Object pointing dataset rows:

===============

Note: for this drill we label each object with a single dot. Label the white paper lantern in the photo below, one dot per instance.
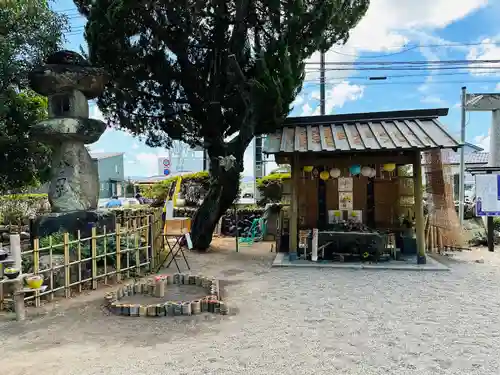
(366, 171)
(335, 172)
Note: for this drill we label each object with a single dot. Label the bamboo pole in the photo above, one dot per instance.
(51, 272)
(67, 277)
(36, 268)
(118, 252)
(127, 256)
(79, 258)
(137, 236)
(94, 258)
(105, 249)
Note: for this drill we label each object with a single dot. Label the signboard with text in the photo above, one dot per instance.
(488, 195)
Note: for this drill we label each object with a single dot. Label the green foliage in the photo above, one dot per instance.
(242, 210)
(19, 208)
(204, 72)
(193, 187)
(29, 31)
(211, 79)
(271, 186)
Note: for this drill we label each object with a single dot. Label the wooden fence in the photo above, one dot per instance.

===============

**SHORT TASK**
Replace "wooden fence" with "bamboo fence" in the items from the line containing "Label the green" through the end of the items, inclusive, and return only those lines with nothing else altered.

**RESULT FOR THIS TASK**
Note: for this drill we label each object with a single dot. Label the green foliage in the photo above, one dot per instance.
(242, 210)
(19, 208)
(204, 72)
(193, 187)
(29, 31)
(211, 79)
(271, 186)
Note: for this drill we label each object with a single dot. Label the bamboo fence in the photo above, one dot per instance.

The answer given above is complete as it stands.